Task statement - Update the rows starting at the very first line and ending at the line that contains "[(341, 47), (62, 62)]", replacing "marker" with "pin" and leaving everything else unchanged.

┄┄┄┄┄┄

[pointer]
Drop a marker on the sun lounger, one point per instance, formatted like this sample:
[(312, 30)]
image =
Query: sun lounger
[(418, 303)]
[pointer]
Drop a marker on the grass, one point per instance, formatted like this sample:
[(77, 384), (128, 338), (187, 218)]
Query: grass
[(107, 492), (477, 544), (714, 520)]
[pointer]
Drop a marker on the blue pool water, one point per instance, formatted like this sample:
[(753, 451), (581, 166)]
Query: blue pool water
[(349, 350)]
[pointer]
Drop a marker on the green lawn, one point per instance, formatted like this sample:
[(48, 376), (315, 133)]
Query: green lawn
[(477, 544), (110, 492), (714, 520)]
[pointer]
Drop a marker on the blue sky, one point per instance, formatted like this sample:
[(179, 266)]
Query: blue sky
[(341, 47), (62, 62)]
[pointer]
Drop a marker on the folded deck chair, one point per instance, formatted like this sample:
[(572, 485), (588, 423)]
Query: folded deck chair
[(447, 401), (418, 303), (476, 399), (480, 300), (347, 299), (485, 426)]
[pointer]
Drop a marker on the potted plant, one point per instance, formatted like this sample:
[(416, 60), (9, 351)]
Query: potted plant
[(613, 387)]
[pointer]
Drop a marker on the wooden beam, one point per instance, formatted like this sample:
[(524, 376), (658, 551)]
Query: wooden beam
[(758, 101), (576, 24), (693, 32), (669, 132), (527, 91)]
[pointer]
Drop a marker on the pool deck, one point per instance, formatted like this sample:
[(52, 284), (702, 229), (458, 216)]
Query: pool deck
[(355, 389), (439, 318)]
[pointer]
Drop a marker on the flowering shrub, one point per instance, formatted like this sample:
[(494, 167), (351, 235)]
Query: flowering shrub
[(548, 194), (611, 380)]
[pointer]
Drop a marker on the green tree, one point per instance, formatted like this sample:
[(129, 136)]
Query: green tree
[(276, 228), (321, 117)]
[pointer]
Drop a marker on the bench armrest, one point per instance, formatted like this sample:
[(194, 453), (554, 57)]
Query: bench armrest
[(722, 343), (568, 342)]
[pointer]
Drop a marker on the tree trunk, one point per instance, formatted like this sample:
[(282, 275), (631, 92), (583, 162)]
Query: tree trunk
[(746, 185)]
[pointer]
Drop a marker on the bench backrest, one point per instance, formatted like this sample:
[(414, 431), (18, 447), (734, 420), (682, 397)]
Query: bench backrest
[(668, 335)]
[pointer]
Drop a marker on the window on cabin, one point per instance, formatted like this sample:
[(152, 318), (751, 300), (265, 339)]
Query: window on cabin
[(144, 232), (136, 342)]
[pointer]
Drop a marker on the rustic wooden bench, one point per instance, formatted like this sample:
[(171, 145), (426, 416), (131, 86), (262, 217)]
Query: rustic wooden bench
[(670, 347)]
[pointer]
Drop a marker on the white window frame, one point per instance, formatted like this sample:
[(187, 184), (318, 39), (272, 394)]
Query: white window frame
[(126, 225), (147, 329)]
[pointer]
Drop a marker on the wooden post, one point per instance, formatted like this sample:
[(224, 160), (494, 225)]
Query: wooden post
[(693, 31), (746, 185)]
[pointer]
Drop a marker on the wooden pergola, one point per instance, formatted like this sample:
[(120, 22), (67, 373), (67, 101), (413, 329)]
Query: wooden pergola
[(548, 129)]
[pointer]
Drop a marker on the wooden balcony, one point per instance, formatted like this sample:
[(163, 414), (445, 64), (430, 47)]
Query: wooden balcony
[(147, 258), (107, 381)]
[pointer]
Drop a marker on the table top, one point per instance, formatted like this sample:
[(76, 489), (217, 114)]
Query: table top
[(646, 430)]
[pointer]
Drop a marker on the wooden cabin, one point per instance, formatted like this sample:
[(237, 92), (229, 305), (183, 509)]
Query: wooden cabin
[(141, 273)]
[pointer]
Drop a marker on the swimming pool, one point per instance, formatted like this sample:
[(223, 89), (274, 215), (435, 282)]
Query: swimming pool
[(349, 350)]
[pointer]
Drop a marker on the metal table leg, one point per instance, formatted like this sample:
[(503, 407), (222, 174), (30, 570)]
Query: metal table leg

┄┄┄┄┄┄

Task result -
[pointer]
Drop a pin on the sun lounger, one point per instance, formatted like this sample:
[(312, 30)]
image =
Query: sun lounger
[(418, 303)]
[pointer]
Drop a pin on the grass, one point per instance, formatted like this sample:
[(77, 384), (128, 338), (187, 218)]
Query: grass
[(107, 492), (477, 544), (714, 520)]
[pointer]
Drop a pin on the blue pool water, one point per instance, formatted like this sample:
[(753, 451), (581, 166)]
Query: blue pool water
[(349, 350)]
[pointer]
Drop a pin on the green lawn, one point per instance, formatted like this sample:
[(48, 376), (315, 133)]
Query: green lawn
[(477, 544), (110, 492), (714, 520)]
[pointer]
Drop a pin on the blue sky, one point per instance, formatted like this sample:
[(179, 266)]
Query: blue sky
[(341, 47), (62, 62)]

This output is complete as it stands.